▶ _QUÉ HACER_: Prosigue, a partir de su última frase, el texto sobre quienes confunden la libertad con la grosería.

Vivimos tiempos grotescos en los que la estupidez ha reclamado estatus de derecho fundamental. Como si la capacidad de decir barbaridades sin consecuencias fuese tan esencial como el agua potable o el voto secreto. Hay quien confunde la libertad con la grosería, la honestidad con la agresión, la sinceridad con la diarrea verbal. Y lo peor: se sienten mártires por no poder seguir soltando su bilis impunemente en comidas familiares, reuniones laborales o comentarios de YouTube.
Pero no, amigo. No eres víctima de nada. Si antes decías “eso es cosa de maricones” y ahora te miran con asco, no estás siendo oprimido: estás siendo leído. Expuesto. Juzgado con la vara de la decencia común. Y eso, en una sociedad mínimamente civilizada, se llama justicia poética. O educación, si prefieres algo más tibio.

▶ _EXTRACTOS DEL LISTADO_:
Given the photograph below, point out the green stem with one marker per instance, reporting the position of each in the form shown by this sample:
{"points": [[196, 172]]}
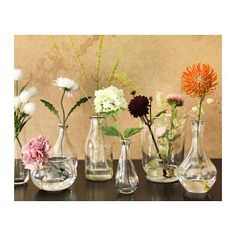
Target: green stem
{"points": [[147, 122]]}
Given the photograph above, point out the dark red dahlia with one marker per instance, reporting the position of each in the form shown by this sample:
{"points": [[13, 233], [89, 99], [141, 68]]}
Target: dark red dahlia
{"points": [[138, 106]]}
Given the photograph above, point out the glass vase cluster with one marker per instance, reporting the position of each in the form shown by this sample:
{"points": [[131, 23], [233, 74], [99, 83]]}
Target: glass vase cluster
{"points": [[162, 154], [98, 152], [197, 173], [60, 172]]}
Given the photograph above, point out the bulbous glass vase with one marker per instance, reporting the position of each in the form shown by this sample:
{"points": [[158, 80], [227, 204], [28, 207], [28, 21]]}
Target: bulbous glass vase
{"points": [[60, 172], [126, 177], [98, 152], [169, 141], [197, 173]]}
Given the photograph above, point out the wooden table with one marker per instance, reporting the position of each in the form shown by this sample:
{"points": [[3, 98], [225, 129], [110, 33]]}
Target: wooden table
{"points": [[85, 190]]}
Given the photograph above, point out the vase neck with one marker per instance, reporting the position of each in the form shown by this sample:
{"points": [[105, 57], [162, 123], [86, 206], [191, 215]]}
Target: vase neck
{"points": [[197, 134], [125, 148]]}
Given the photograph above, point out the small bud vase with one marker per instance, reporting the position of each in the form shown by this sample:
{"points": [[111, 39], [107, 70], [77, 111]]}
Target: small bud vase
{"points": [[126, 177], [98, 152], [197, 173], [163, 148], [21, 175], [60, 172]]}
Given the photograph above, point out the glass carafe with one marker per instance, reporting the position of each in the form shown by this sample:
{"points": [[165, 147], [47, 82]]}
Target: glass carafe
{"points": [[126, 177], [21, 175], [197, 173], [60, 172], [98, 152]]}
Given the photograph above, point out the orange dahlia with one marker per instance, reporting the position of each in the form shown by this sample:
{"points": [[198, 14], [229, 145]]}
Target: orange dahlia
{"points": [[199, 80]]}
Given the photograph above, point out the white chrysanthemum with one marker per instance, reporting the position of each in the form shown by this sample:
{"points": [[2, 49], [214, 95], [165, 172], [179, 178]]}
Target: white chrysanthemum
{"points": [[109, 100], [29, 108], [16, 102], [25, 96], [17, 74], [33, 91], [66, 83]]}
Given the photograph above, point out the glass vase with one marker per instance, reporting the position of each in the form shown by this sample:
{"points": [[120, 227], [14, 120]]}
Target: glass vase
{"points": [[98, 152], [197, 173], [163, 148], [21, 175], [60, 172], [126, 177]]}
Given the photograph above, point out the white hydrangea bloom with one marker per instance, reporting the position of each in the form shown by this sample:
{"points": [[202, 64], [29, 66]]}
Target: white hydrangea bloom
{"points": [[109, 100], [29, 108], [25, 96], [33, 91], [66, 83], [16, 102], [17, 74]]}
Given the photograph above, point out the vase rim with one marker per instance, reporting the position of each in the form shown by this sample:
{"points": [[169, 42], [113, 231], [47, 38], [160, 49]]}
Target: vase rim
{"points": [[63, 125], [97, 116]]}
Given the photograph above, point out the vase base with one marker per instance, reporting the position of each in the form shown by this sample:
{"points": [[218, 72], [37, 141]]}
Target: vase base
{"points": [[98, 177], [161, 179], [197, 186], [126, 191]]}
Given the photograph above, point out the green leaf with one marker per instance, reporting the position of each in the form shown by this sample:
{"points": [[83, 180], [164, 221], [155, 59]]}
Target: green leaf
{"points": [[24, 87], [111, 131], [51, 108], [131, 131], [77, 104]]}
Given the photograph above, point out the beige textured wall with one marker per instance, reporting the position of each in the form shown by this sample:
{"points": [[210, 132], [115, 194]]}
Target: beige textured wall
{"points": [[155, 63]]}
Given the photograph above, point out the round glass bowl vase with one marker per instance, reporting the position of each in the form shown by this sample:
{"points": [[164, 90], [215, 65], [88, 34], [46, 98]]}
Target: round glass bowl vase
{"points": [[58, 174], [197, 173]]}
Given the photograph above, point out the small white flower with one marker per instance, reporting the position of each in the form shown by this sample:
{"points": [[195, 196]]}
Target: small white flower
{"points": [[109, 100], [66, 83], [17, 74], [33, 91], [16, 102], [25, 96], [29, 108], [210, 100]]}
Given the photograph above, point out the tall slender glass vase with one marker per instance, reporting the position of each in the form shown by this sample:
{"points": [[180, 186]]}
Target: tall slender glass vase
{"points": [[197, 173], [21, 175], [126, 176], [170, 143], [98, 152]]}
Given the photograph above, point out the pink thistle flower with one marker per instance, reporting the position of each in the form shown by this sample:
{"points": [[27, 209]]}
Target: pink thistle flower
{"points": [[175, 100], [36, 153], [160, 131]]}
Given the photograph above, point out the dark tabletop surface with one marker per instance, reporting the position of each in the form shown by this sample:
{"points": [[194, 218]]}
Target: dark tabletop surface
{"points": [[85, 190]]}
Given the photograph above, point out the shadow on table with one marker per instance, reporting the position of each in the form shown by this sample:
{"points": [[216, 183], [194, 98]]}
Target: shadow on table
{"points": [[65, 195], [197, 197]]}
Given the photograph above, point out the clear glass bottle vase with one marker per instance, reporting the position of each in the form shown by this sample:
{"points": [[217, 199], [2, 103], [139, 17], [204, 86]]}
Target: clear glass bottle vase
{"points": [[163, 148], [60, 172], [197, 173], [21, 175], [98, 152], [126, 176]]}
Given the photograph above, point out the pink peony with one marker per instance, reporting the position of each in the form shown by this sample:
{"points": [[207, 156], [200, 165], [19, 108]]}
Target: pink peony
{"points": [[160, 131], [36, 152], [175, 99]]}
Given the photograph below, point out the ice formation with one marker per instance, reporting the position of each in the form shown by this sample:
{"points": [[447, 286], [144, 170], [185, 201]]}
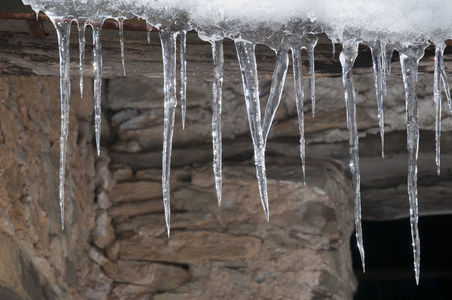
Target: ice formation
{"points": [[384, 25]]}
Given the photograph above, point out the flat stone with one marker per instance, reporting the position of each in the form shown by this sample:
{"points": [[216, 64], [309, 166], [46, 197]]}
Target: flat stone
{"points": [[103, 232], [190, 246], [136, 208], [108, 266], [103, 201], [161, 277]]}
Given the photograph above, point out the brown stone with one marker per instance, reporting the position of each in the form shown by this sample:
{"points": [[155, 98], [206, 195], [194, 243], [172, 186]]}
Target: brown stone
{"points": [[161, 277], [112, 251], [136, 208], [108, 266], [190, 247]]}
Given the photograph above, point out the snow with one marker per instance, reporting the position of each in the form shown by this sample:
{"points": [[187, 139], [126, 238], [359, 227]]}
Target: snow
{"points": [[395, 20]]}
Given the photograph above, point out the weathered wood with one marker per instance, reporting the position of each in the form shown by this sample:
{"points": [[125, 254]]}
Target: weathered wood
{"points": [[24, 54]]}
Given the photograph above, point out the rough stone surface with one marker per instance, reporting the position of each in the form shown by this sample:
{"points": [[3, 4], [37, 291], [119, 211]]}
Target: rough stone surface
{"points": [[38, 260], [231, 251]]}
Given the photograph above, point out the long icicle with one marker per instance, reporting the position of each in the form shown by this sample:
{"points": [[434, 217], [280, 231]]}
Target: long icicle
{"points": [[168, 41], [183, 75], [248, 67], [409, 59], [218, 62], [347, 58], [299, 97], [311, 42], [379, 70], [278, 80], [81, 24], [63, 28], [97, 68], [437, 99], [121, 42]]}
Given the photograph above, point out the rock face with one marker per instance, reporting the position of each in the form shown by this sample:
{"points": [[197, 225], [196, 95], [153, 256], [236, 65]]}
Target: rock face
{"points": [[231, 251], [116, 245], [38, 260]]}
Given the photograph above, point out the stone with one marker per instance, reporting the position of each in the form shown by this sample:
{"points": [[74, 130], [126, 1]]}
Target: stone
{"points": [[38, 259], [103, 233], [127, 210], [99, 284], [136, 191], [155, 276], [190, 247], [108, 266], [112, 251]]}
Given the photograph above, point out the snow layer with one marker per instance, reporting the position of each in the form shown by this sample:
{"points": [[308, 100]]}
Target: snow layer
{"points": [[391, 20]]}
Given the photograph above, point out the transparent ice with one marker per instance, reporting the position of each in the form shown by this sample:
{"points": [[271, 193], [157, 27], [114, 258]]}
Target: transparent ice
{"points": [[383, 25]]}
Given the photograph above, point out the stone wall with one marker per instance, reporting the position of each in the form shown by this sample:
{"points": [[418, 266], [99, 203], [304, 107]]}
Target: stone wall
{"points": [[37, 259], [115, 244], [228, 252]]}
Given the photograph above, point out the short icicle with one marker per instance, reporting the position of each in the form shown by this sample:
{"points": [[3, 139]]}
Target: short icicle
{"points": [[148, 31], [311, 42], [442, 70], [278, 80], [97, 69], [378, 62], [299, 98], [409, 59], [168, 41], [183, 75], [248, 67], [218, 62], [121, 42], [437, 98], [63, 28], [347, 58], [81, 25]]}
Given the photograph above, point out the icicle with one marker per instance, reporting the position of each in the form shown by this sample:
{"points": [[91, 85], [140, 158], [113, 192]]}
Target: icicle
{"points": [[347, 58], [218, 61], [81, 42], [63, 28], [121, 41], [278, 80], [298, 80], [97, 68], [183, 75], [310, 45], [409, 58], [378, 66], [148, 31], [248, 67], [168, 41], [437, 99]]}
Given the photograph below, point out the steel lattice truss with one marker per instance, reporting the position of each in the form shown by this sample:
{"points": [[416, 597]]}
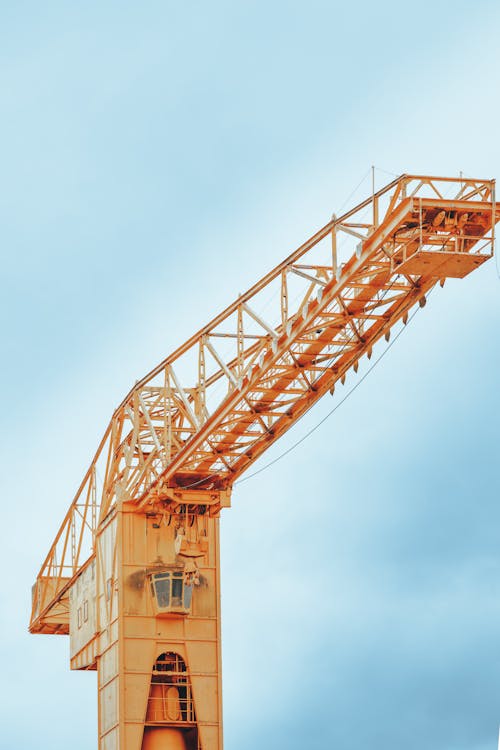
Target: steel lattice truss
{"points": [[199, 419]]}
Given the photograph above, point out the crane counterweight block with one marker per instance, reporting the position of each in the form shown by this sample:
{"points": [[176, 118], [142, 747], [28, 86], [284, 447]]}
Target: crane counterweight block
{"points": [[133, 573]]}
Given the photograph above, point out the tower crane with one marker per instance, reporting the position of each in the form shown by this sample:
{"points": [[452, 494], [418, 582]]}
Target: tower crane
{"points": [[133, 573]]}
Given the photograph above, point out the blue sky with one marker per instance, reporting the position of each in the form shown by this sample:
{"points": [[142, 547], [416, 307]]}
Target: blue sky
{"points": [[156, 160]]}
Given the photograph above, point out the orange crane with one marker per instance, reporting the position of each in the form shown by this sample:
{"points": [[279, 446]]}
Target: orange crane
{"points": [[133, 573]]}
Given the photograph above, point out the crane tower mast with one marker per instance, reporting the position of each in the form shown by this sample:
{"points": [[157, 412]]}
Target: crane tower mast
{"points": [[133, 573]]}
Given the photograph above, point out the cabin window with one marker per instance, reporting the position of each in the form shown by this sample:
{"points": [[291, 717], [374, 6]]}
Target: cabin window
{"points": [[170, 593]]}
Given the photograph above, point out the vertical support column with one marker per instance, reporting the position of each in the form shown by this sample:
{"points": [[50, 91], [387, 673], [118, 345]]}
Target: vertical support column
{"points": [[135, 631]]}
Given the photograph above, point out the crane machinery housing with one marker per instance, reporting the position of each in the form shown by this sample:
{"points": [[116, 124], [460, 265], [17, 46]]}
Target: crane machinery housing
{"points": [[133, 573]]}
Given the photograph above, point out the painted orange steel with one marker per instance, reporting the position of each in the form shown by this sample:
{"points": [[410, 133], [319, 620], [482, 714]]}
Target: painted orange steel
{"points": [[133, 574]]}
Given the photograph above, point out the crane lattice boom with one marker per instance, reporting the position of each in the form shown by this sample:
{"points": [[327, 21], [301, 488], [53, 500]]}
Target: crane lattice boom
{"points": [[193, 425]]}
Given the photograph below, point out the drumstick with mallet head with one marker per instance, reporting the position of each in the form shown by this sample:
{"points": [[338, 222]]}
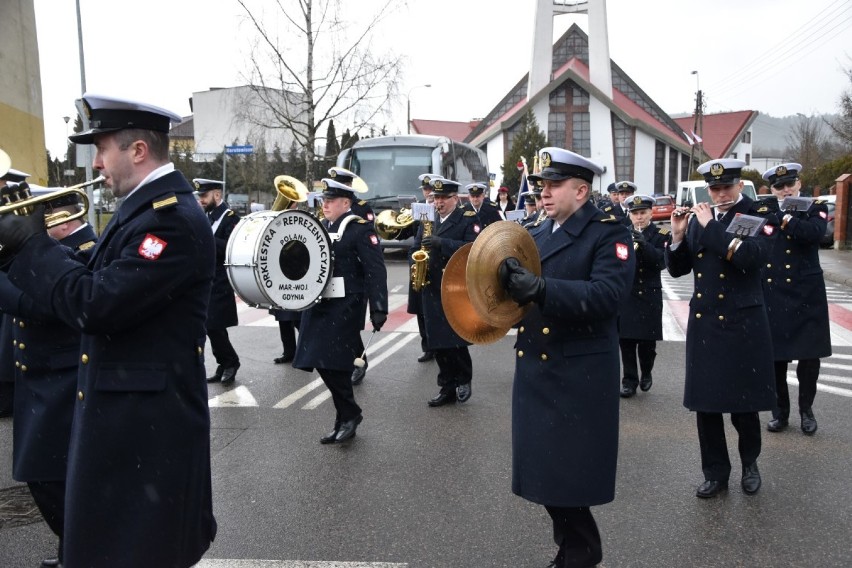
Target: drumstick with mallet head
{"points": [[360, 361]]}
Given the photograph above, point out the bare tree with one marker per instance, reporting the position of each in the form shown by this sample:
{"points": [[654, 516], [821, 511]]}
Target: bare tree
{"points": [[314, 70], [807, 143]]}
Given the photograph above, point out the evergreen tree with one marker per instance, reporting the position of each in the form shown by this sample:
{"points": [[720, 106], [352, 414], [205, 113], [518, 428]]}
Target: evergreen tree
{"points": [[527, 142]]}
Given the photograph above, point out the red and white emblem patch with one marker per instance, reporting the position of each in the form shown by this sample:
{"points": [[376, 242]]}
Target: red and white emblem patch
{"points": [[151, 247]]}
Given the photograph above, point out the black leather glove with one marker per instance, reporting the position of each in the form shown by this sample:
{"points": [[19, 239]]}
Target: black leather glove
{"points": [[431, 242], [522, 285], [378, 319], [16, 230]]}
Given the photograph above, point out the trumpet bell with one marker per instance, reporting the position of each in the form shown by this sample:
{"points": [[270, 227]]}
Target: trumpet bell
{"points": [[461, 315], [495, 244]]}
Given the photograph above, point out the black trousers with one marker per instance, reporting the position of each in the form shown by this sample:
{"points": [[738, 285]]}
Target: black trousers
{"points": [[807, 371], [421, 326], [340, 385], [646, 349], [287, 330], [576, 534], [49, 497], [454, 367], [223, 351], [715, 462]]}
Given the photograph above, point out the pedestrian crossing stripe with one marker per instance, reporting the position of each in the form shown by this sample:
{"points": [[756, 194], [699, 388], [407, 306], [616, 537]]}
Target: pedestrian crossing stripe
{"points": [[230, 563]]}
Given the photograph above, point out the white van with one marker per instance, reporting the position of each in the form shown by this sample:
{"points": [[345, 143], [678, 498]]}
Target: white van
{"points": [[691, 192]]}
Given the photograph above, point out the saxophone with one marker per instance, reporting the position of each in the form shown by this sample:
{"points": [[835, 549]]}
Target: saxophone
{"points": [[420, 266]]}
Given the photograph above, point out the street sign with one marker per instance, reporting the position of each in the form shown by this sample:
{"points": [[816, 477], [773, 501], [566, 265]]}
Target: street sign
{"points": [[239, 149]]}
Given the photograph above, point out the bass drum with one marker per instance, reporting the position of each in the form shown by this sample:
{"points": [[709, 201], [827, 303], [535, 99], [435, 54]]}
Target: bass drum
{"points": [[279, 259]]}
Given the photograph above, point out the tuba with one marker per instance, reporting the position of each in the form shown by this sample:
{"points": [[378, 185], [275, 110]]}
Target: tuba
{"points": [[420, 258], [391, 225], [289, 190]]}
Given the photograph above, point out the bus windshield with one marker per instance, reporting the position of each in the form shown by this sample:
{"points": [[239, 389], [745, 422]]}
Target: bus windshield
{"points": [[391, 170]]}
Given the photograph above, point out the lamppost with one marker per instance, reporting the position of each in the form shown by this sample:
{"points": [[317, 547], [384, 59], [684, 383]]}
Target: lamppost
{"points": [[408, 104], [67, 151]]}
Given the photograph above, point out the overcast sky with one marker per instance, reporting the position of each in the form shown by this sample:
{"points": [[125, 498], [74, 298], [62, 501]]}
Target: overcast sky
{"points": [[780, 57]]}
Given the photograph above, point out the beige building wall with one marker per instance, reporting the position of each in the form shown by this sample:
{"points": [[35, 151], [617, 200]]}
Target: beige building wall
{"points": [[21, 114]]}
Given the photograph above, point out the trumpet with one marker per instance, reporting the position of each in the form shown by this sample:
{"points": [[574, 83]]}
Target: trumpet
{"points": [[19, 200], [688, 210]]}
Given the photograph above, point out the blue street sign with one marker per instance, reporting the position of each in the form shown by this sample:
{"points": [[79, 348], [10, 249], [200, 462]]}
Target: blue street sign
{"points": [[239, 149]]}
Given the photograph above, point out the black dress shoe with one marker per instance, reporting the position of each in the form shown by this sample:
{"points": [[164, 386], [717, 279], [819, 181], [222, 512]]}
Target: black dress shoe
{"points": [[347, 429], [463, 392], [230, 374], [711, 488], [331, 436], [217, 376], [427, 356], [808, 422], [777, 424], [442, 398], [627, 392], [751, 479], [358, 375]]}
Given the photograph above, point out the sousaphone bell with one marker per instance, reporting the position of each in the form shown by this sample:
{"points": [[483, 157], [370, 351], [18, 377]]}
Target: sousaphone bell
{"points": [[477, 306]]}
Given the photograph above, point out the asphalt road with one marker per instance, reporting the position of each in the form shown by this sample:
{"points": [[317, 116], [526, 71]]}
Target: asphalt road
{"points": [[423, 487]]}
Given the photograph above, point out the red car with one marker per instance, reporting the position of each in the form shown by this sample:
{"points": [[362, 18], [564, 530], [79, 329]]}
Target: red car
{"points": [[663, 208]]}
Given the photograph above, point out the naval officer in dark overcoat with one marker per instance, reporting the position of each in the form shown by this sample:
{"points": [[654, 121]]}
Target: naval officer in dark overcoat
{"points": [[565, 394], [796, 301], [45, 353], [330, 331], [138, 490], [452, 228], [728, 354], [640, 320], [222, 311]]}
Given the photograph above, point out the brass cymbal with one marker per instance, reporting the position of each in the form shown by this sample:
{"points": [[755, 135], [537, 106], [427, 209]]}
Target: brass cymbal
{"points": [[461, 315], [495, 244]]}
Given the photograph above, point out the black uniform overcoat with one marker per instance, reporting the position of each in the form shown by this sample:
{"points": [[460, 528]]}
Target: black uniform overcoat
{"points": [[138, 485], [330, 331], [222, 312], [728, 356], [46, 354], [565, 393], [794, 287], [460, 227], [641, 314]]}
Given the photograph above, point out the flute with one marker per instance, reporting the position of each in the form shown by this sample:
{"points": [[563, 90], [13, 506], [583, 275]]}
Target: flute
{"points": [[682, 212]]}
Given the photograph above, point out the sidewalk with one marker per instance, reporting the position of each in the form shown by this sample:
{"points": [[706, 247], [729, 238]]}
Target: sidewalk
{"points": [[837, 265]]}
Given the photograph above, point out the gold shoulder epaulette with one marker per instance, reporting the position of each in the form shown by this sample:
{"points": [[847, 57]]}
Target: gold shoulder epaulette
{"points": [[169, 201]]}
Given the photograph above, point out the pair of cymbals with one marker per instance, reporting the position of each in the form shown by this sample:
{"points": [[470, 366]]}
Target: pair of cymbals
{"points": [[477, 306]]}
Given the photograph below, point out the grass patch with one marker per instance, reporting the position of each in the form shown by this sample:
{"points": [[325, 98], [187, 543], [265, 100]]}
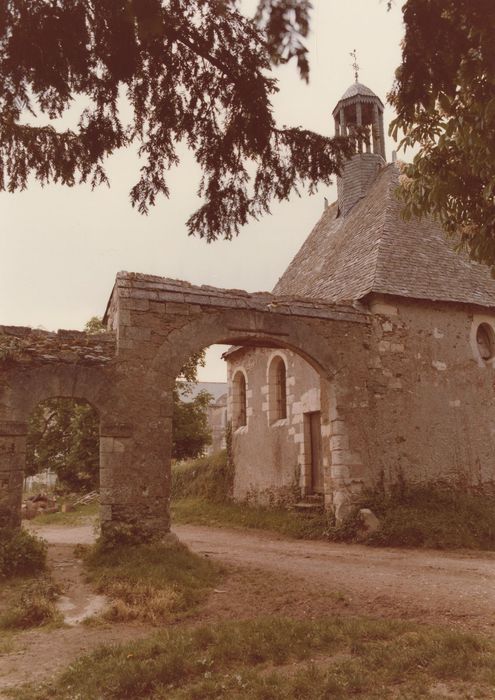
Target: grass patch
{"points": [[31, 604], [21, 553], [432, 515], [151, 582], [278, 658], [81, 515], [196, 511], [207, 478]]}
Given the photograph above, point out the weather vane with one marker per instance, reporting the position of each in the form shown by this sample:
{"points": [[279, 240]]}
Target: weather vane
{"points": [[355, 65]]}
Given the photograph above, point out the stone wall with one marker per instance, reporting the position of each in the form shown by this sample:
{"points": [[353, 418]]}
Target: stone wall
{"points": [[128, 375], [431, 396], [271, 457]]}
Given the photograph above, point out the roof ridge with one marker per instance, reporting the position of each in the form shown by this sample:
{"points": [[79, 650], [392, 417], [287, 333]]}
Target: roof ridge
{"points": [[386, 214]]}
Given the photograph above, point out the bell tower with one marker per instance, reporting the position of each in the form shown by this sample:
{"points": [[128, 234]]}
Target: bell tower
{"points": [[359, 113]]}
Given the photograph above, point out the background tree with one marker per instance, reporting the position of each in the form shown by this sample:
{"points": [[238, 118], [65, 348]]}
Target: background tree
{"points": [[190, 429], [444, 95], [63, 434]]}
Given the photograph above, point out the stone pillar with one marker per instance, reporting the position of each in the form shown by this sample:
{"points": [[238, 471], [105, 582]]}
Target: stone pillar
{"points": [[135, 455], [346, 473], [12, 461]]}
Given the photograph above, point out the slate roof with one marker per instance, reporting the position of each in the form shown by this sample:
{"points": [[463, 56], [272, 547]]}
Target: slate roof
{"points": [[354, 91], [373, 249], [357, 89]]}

▶ _RESPUESTA ESCRITA_:
Autocensurarse —palabra que a muchos les suena a tortura china— no es entregarse al enemigo. Es, simplemente, aprender a cerrar la boca antes de abrir la herida. Es saber que no todo pensamiento merece ser pronunciado, que no toda opinión es valiosa, que hay silencios más generosos que mil discursos. Que a veces el mejor aporte a la convivencia es tragarse el chiste, la queja, la ocurrencia de bar.
Pero claro, eso exige una mínima empatía. Y la empatía, para algunos, es ciencia ficción. Hay quienes se sienten revolucionarios por seguir repitiendo tópicos rancios con tono desafiante, como si estuviéramos en 1975 y su cuñado, el del Simca, aún les riera las gracias. Se creen valientes, pero no son más que cobardes con megáfono. Porque lo fácil, lo verdaderamente fácil, es hablar sin pensar. Lo difícil es mirarse al espejo y preguntarse: ¿esto que voy a decir hace del mundo un lugar más vivible o más miserable?
La autocensura no es represión: es higiene verbal. Es desodorante social. Es ese segundo de reflexión que puede evitarle una náusea a quien te escucha. No es que ahora “no se pueda decir nada”; es que por fin hay gente que ya no está dispuesta a tragárselo todo. Y eso no es censura: es dignidad en pie de guerra.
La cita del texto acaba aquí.